Retype every line of the records below without changing a single character.

# START OF THE DATA

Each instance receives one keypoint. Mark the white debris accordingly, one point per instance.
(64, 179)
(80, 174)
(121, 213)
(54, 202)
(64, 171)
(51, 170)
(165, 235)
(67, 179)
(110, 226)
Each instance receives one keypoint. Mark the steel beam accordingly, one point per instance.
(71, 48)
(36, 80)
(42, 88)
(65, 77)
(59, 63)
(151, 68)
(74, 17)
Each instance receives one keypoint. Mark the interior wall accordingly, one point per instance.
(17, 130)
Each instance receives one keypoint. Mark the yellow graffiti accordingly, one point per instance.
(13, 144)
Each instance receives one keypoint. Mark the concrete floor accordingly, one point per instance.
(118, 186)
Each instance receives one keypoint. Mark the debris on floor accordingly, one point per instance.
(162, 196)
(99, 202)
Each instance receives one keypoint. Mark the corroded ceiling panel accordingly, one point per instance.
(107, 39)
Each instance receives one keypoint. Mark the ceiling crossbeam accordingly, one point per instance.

# END OF THE DATA

- RESULT OF THE TASK:
Each instance receives one keypoint. Mark the white debris accordingly, one point per instance.
(64, 179)
(80, 174)
(121, 213)
(54, 202)
(64, 171)
(51, 170)
(165, 235)
(67, 179)
(110, 226)
Each instance receives one keypoint. Mark the steel beam accordingly, one point per instance.
(71, 48)
(36, 80)
(42, 88)
(65, 77)
(59, 63)
(151, 68)
(74, 17)
Each instance receives one keypoint. Mark the interior wall accordingly, one point per instance.
(17, 130)
Each instance receives one keypoint. Mark the yellow graffiti accordingly, one point per instance.
(13, 144)
Each instance receives one keypoint. Mark the concrete floor accordingly, one point per instance.
(118, 186)
Each instance receives one keypoint. Mark the debris on floor accordingly, one point per instance.
(162, 196)
(99, 202)
Each instance receives one keypoint. Mark the corroded ceiling panel accordingly, one point per instance.
(107, 39)
Each instance receives one keypoint. Mark the ceiling crossbeam accordingly, one point per instance.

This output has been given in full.